**Your objective**
Can you repeat the material between the lines holding "green fabric leaf" and "<point>141,385</point>", inclusive, with "pin" swapped for "marker" and nothing else altered?

**Exercise material**
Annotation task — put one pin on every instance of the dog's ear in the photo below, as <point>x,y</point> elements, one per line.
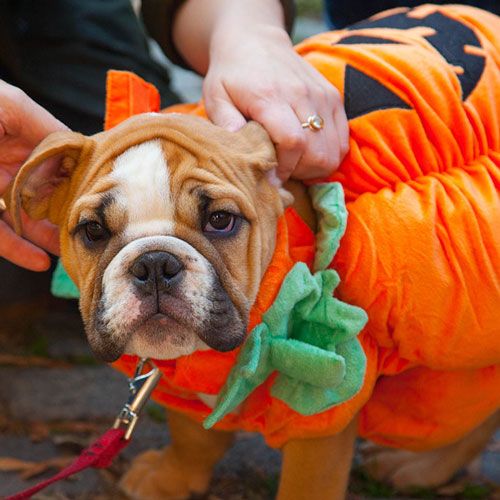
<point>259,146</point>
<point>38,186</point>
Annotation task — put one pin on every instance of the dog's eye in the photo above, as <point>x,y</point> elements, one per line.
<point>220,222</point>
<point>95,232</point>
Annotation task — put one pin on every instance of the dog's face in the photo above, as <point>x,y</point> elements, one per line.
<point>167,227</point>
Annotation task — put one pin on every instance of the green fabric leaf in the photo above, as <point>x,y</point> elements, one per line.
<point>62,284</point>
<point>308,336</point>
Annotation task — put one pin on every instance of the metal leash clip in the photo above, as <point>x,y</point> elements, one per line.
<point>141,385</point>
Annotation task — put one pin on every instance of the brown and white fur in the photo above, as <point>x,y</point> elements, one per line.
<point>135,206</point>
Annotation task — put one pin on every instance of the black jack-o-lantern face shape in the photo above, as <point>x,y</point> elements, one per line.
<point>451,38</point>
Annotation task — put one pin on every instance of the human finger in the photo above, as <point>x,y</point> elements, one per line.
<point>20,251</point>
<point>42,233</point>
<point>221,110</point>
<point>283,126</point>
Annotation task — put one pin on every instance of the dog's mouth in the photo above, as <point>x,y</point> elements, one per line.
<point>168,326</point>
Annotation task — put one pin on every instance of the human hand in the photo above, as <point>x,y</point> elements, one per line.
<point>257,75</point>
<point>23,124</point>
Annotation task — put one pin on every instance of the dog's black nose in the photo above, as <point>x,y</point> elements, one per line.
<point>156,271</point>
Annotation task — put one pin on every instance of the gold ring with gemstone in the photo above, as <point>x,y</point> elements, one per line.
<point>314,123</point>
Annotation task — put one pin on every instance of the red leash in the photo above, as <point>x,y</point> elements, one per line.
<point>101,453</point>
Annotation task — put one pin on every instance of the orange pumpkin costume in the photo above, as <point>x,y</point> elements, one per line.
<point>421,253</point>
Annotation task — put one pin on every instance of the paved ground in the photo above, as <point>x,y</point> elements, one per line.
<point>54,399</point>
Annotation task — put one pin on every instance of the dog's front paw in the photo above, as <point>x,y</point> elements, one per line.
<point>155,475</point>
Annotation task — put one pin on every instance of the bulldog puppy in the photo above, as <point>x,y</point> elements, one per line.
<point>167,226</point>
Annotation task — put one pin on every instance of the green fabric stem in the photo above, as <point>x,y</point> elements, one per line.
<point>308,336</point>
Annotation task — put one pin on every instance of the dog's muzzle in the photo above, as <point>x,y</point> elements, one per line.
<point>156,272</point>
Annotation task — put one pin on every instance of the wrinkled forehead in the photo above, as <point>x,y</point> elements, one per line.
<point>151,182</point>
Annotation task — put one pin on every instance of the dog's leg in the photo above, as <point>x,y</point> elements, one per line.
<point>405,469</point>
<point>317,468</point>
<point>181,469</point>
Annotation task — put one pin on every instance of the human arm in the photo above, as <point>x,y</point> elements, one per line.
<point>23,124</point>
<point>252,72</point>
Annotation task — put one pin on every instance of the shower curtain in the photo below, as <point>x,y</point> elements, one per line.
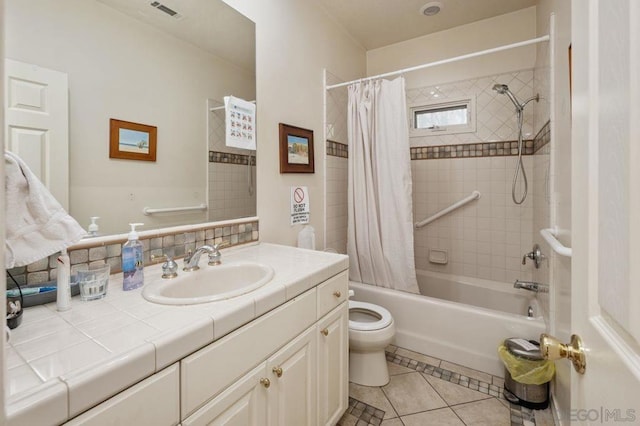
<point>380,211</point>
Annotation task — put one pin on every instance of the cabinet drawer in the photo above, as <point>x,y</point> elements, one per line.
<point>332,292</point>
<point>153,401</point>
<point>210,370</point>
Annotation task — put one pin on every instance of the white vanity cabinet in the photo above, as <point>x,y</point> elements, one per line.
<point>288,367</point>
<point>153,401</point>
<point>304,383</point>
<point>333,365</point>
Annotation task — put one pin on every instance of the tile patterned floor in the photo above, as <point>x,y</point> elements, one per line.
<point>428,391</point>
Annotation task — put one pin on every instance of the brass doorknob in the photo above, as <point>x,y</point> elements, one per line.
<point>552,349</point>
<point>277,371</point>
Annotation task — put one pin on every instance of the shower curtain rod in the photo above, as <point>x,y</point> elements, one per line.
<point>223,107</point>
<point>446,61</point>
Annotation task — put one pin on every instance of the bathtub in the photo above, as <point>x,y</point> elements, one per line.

**Problem solution**
Annotation task — put one marker on every instance of the green fabric leaf in the photo above, as <point>x,y</point> elements, one per line.
<point>62,284</point>
<point>308,336</point>
Annotation task — put one marker on every instance of the metal leash clip in the photo above, as <point>x,y</point> elements, one per line.
<point>141,385</point>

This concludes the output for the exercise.